* start DATA TO PROCESS *
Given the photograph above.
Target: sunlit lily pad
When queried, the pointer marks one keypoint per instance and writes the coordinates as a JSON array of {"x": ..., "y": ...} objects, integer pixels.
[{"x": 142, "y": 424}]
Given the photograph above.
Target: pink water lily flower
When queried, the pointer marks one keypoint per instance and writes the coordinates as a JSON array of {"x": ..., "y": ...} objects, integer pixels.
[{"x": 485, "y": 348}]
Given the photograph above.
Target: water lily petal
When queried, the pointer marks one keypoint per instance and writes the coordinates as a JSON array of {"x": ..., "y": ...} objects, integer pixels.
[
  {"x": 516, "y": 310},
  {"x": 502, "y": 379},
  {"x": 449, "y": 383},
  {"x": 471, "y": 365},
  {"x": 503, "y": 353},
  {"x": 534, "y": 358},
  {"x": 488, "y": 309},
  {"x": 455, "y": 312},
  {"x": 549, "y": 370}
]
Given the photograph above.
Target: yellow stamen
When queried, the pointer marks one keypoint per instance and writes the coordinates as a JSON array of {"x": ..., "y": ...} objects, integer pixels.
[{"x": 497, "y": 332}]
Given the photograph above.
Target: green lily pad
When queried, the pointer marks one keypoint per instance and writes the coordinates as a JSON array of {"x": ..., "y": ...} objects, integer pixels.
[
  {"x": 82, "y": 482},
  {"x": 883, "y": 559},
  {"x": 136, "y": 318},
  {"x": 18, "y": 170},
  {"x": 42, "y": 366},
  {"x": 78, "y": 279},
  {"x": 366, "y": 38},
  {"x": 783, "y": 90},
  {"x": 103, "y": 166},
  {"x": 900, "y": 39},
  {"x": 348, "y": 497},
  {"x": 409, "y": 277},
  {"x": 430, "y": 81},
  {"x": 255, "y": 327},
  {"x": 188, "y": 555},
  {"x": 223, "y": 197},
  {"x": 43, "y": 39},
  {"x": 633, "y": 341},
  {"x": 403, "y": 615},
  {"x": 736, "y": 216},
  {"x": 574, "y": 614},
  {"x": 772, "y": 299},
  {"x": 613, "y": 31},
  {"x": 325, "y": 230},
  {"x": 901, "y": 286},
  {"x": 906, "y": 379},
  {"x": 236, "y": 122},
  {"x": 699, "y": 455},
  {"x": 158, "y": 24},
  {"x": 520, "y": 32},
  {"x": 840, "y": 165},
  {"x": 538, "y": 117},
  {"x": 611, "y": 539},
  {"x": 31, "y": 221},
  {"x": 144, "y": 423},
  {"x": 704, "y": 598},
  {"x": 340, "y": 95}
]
* end DATA TO PROCESS *
▶ **REQUIRED WORK**
Give the number of lines in the labeling data above that contain the string "lily", matching case exactly, and nothing else.

▶ **SOLUTION FOR THIS PROBLEM**
4